====== Selected passage ======

Registered observation preprocessor.

A transformation preprocessor returns one dict. A generator preprocessor yields or returns multiple dict objects, each of which becomes a processed observation.

outputs

outputs(
    observation: dict, **kwargs
) -> Iterator[list[dict[str, Any]]]

Yield normalized processed observations for one raw observation.

Source code in src/json2vec/preprocessors/base.py

def outputs(self, observation: dict, **kwargs) -> Iterator[list[dict[str, Any]]]:
    """Yield normalized processed observations for one raw observation."""
    result = self(observation, **kwargs)

    if self.mode == PreprocessorMode.transformation:
        yield [self.require_object(result, mode=self.mode)]
        return

    if self.mode == PreprocessorMode.generator:
        if isinstance(result, list):
            iterable: list[Any] | Iterator[Any] = result
        elif isinstance(result, Iterator):
            iterable = result
        else:
            raise TypeError(
                f"generator preprocessor '{self.name}' must yield dict objects or return a list of dict objects, "
                f"got {type(result).__name__}"
            )

        for output in iterable:
            yield [self.require_object(output, mode=self.mode)]
        return

    raise ValueError(f"unsupported preprocessor mode: {self.mode}")

Serving

Deployment

Bases: BaseSettings

Serving configuration for a json2vec checkpoint or model instance.

Deployment queues request/response schemas, optional preprocessors, optional postprocessors, and update(...) mutations before the model is loaded by FastAPI application startup.

forge

forge(
    request: type[BaseModel] | None = None,
    response: type[BaseModel] | None = None,
) -> Deployment

Attach optional Pydantic request and response signatures.

======

What you should do
According to the json2vec documentation excerpt, what does the forge method attach to a Deployment? The records are independent material, separate from the json2vec documentation excerpt.

====== Data excerpts ======

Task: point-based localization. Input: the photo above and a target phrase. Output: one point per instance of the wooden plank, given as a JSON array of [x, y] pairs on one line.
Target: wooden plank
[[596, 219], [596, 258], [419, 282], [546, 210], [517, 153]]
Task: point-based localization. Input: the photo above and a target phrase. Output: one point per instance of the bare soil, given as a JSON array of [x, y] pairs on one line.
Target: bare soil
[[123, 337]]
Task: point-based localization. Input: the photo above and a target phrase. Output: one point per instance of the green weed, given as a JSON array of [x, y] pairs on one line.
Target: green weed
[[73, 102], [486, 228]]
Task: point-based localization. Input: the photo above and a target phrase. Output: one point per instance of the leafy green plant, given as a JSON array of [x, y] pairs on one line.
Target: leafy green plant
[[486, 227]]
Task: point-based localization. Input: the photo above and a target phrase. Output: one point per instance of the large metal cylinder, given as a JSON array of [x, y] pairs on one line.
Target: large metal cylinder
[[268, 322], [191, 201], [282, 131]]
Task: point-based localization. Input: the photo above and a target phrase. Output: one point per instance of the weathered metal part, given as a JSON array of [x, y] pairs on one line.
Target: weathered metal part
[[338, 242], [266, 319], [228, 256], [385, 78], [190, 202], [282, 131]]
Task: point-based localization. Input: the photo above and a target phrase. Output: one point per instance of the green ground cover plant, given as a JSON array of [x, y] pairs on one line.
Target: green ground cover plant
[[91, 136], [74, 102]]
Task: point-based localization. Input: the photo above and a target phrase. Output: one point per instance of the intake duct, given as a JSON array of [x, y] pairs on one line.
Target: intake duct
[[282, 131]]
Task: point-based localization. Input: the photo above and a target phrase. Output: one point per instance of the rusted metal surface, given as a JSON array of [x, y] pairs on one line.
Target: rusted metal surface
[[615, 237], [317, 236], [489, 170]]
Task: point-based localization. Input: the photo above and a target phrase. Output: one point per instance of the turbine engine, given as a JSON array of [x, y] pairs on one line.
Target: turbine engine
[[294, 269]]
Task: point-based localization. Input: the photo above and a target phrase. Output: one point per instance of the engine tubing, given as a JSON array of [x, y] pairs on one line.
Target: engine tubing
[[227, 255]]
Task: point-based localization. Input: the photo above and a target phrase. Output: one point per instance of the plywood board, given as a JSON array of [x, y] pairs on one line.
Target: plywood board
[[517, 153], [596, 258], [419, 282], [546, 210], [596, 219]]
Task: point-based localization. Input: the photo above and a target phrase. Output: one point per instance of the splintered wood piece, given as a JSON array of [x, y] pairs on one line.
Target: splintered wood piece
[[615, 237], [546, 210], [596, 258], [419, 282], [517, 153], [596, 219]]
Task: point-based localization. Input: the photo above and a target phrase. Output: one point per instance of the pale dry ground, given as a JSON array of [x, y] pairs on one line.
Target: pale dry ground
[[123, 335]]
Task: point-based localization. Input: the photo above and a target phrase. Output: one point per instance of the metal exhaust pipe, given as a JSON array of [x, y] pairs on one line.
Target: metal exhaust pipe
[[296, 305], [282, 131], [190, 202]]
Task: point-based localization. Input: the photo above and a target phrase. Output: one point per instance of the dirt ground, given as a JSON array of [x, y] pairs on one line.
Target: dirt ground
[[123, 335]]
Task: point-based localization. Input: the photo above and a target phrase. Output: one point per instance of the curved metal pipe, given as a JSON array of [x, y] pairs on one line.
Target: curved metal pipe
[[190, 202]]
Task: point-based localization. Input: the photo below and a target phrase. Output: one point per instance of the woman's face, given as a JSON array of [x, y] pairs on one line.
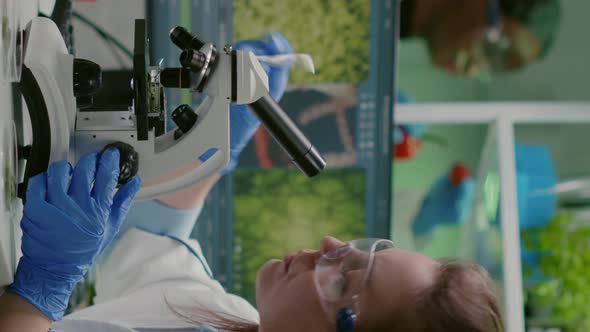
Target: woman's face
[[287, 298]]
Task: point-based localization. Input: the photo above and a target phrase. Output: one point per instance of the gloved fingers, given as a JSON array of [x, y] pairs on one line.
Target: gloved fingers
[[37, 206], [58, 181], [273, 44], [278, 77], [123, 199], [83, 178], [107, 176]]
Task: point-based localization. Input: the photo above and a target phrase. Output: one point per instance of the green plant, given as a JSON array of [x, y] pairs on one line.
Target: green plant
[[564, 261], [279, 211], [334, 32]]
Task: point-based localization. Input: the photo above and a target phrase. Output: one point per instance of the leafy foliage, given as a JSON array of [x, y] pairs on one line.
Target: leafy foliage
[[565, 262], [334, 32], [279, 211]]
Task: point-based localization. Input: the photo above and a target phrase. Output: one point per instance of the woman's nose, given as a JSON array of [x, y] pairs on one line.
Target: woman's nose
[[329, 243]]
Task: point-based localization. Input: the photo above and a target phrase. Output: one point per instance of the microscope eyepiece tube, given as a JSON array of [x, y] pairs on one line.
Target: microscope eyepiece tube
[[193, 60], [184, 39], [288, 135]]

======

Solution for this task
Optional Pydantic request and response signatures.